*Task description*. Reproduce the lines below word for word, leaving out the pictures.

*Provided records*.
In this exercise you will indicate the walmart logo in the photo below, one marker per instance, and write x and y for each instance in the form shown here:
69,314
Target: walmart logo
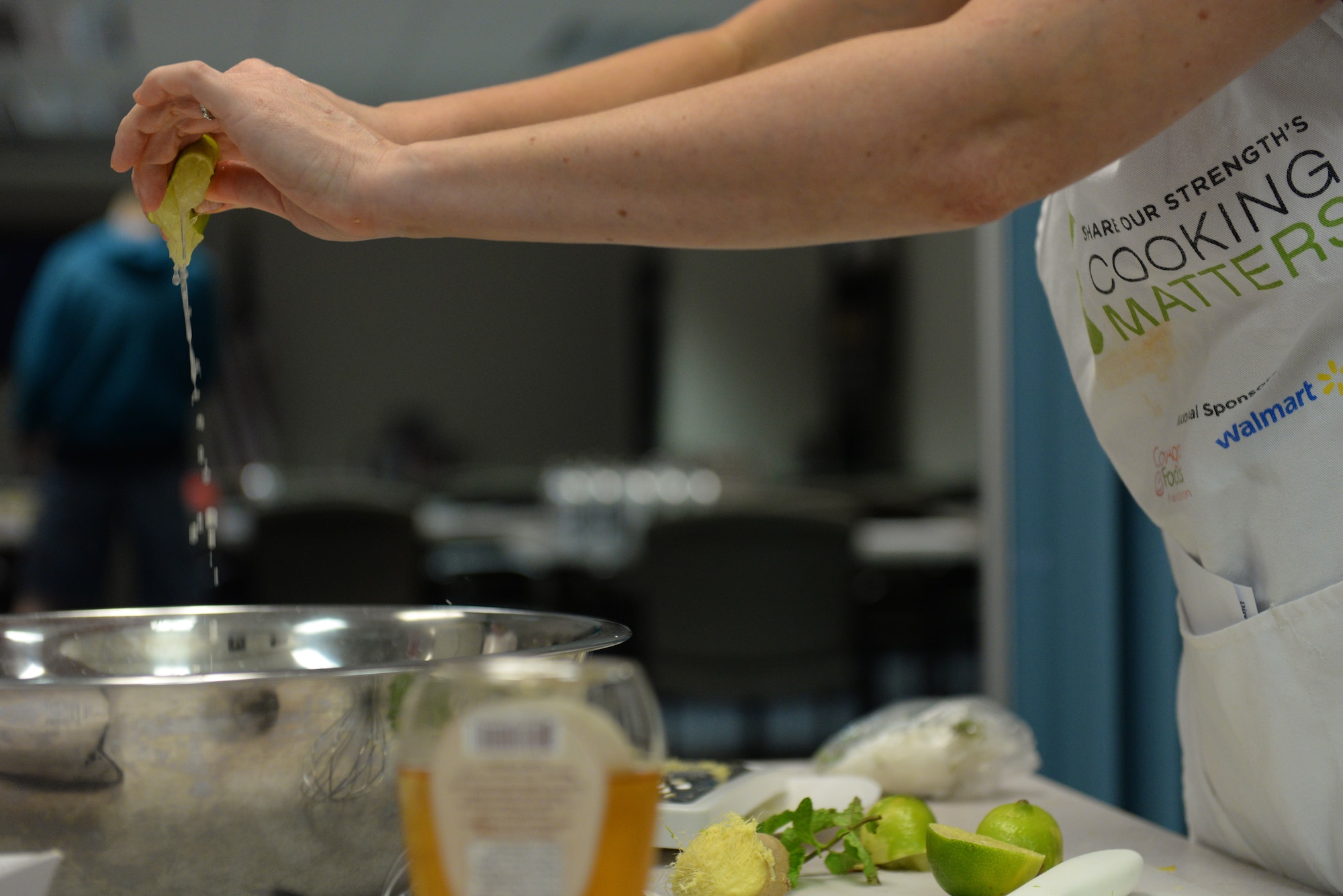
1279,411
1332,380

*Solution*.
In this exercise you will indicate the walmart logo in the photo below, one marker per instance, and write x and y for each instance in the form shown here:
69,314
Target: walmart logo
1279,411
1332,380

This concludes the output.